** Problem to solve **
Start to finish, return the listing below exactly, pictures excluded.

++++++++++

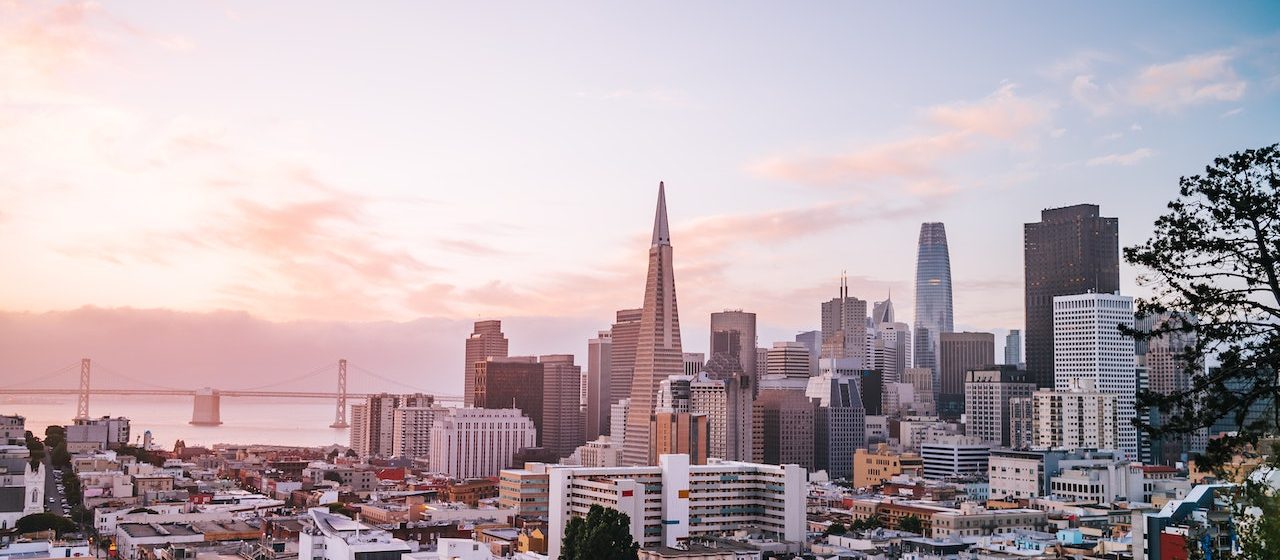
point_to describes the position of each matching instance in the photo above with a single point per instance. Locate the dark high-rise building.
(1070, 251)
(932, 297)
(512, 382)
(599, 379)
(487, 340)
(734, 334)
(562, 428)
(622, 358)
(958, 353)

++++++++++

** Response to the exercise **
point_to describes the position of each matching instance in the photo above with a single point per instance. Locate the dark high-rise building.
(1070, 251)
(932, 297)
(512, 382)
(599, 379)
(487, 340)
(734, 334)
(562, 428)
(622, 358)
(958, 353)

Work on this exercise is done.